• **Study material**:
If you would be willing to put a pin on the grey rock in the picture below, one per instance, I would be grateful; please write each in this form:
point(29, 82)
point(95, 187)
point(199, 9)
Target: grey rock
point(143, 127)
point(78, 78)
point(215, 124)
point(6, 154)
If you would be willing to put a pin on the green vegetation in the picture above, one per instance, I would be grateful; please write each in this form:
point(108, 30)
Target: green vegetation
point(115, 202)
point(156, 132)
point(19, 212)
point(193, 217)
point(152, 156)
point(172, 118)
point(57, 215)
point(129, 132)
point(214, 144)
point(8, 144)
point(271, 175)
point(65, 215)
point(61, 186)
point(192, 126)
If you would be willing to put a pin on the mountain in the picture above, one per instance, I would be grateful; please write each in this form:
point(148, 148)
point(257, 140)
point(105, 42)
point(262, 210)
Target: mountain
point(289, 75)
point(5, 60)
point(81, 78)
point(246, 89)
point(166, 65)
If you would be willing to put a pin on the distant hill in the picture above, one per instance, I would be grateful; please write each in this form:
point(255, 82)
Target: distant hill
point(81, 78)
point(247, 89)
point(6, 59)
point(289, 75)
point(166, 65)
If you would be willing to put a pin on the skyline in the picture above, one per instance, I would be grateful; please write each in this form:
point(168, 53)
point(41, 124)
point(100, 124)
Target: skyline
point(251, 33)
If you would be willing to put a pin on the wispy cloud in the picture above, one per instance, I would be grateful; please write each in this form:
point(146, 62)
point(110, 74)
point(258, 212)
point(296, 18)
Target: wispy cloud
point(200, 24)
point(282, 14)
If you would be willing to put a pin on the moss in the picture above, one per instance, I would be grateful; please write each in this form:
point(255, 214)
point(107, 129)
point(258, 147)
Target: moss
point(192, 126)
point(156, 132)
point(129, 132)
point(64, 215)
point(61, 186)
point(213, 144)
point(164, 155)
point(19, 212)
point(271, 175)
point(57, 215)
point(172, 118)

• **What the exercise asks**: Please copy the lines in the records above between the one holding "point(29, 82)" and the one holding "point(146, 62)", inclusive, exactly and with no other line.

• **Reply to the exercise**:
point(29, 82)
point(95, 187)
point(199, 9)
Target: grey rock
point(143, 127)
point(78, 78)
point(215, 124)
point(6, 154)
If you would be willing to put a pin on the green vegetation in the picture above, one per instance, I would be grateful; please write each in this form:
point(108, 30)
Target: green vegetation
point(115, 202)
point(156, 132)
point(19, 212)
point(193, 217)
point(152, 156)
point(172, 118)
point(57, 215)
point(129, 132)
point(214, 144)
point(8, 144)
point(271, 175)
point(65, 215)
point(61, 186)
point(192, 126)
If you would be willing to put a pin on the mountain in the picture above, one per instance, I would be grateful; please write each in this form:
point(148, 148)
point(257, 140)
point(105, 42)
point(262, 210)
Target: mountain
point(289, 75)
point(5, 60)
point(81, 78)
point(246, 89)
point(166, 65)
If you would be willing to put a pin on the distant hill in the picture above, one per instance, I would be grateful; please write each in this form:
point(255, 82)
Target: distant hill
point(81, 78)
point(247, 89)
point(6, 59)
point(289, 75)
point(166, 65)
If you would be willing to put a pin on the skyline in the picture above, one per instance, I would be grateful; please write each in this form:
point(168, 53)
point(41, 124)
point(100, 124)
Target: skyline
point(251, 33)
If you would be willing to put a pin on the wispy cloud in the picture above, one per instance, I would be grateful; please write each in this form:
point(146, 62)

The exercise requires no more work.